== EXTRAIT DE PAGE ==
Le dimanche s'invite dans le PLF SS 2009

Ce vendredi 310 octobre, l’Assemblée Nationale débattait du projet de loi de financement de la sécurité sociale pour 2009 (PLF SS 2009).

Au cours de ce débat s’est invité le travail du dimanche, avec les interventions notamment de Jacqueline Fraysse, Pierre Gosnat, Jean Gaubert.

Toutes les félicitations du CAD à ces députés défenseurs du principe du repos dominical !

Jacqueline Fraysse :

« Si cette proposition de loi est adoptée, les préfets pourront autoriser tous les magasins situés dans les zones d’attractivité commerciale exceptionnelle des Bouches-du-Rhône et d’Île-de-France à ouvrir le dimanche, et ce pour cinq ans. Il s’agit tout bonnement de légaliser les ouvertures illégales qu’on y pratique déjà depuis des années, rien de moins… « 

Pierre Gosnat :

« Nul n’est en mesure d’affirmer que l’ouverture des magasins le dimanche ait contribué à relancer l’économie. Le problème qui se pose à nous n’est pas de savoir s’il faut étendre les horaires de travail, mais de faire en sorte que les ménages aient le pouvoir d’achat nécessaire pour consommer.

Dans nos villes, peut-être plus encore en province qu’en région parisienne, l’ouverture des grands magasins le dimanche fait considérablement souffrir les commerces de proximité.

Par ailleurs, à qui fera-t-on croire qu’il appartiendra aux salariés de décider, en tout liberté, s’ils veulent ou non travailler le dimanche ? Ils y seront obligés, au risque de déstructurer leur vie de famille et leur vie sociale. »

Jean Gaubert :

Essayer de faire croire aux gens qu’ouvrir les magasins le dimanche augmenterait leur pouvoir d’achat, c’est vraiment extraordinaire ! Les prix seraient-ils moins élevés le dimanche ? Bien sûr que non, puisque, ce jour-là, heureusement, on doit payer davantage les salariés – pour combien de temps encore, je ne le sais pas.

En revanche, une telle ouverture pourrait provoquer de véritables déplacements de la consommation. Ce n’est pas pour rien que nos collègues dont la circonscription est à proximité de la zone commerciale de Plan-de-campagne se battent : à l’évidence, il s’est créé là un pôle de consommation, au détriment des autres villes de la région. On ne consommera donc pas davantage, mais on consommera ailleurs.

Ensuite, il s’agit de savoir quelle société nous voulons promouvoir. Est-ce une société de seule consommation, ou une société dans laquelle les jeunes pourront avoir d’autres loisirs que celui de lécher les vitrines en enviant leur contenu ?

Enfin, pensez-vous qu’il soit bon que des mères de famille – parce que ce sont souvent elles qui travaillent dans les commerces – soient obligées de travailler sept jours sur sept, avec de surcroît des coupures et des allers et retours ? Croyez-vous que c’est ainsi qu’on réglera les problèmes sociaux ?

 

Transcription des échanges sur le lien lire la suite, ou sur le site de l’Assemblée Nationale.

== CONSIGNES ==
- 1) Traduisez en anglais cette phrase de l'extrait sur le travail du dimanche : « Nul n’est en mesure d’affirmer que l’ouverture des magasins le dimanche ait contribué à relancer l’économie. »
- 2) Prolongez l'extrait sur le travail du dimanche en reprenant après sa dernière phrase.

== ENREGISTREMENTS ==
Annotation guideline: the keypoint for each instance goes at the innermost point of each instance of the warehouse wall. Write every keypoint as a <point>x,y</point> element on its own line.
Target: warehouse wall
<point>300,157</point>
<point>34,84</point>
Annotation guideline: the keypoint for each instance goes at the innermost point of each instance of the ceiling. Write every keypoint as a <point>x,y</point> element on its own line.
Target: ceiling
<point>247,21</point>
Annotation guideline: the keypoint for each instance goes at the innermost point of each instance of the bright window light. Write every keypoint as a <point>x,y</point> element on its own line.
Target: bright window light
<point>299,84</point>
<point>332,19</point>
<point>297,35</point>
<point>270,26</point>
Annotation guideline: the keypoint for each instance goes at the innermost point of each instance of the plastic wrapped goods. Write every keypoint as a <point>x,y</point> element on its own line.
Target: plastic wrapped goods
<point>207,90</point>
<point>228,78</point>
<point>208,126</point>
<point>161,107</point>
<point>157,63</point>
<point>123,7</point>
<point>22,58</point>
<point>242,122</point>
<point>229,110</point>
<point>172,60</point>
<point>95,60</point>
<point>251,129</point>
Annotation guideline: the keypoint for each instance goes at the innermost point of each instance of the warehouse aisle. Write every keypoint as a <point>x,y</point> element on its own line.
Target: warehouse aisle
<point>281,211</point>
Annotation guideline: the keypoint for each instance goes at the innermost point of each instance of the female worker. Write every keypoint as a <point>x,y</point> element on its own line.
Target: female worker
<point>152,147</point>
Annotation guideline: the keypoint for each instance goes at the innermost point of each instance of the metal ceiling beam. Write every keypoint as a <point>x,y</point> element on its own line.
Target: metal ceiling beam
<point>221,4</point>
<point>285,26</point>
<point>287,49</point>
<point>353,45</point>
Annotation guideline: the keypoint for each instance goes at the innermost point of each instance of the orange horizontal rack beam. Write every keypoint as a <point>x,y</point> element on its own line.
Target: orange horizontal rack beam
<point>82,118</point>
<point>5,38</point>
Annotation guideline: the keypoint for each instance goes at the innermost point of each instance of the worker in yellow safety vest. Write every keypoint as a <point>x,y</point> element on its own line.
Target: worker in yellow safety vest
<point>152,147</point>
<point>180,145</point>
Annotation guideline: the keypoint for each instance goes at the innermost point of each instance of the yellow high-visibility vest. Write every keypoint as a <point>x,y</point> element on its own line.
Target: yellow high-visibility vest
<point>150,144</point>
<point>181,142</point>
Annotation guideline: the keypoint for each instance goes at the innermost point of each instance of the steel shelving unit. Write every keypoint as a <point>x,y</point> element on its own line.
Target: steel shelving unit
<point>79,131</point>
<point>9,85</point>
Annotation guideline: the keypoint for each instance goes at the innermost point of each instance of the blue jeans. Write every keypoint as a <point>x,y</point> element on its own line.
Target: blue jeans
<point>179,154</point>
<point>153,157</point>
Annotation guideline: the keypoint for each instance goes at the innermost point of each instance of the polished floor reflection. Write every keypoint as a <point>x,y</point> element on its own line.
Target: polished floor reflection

== RÉPONSES DANS L'ORDRE ==
- 1) No one is in a position to claim that opening stores on Sundays has helped revive the economy.

- 2)
Mme Jacqueline Fraysse. [… au cours de la discussion de l’art 71 du PLF SS 2009] la loi réalisant votre rêve libéral de dérogation au travail dominical est d’ores et déjà écrite et fera l’objet, à la demande du Président de la République, d’une niche parlementaire attribuée au groupe UMP afin d’anticiper sa discussion ! Est-ce ainsi qu’il conçoit le renforcement des droits du Parlement, alors même que l’ordre du jour de l’Assemblée est déjà saturé ?

Si cette proposition de loi est adoptée, les préfets pourront autoriser tous les magasins situés dans les zones d’attractivité commerciale exceptionnelle des Bouches-du-Rhône et d’Île-de-France à ouvrir le dimanche, et ce pour cinq ans. Il s’agit tout bonnement de légaliser les ouvertures illégales qu’on y pratique déjà depuis des années, rien de moins… Outre le risque que ferait peser l’ouverture dominicale de ces 11 000 grandes surfaces sur les 300 000 petits commerces de proximité si précieux pour la vie de nos communes, cette mesure affectera encore davantage la qualité de vie des familles, et particulièrement des enfants.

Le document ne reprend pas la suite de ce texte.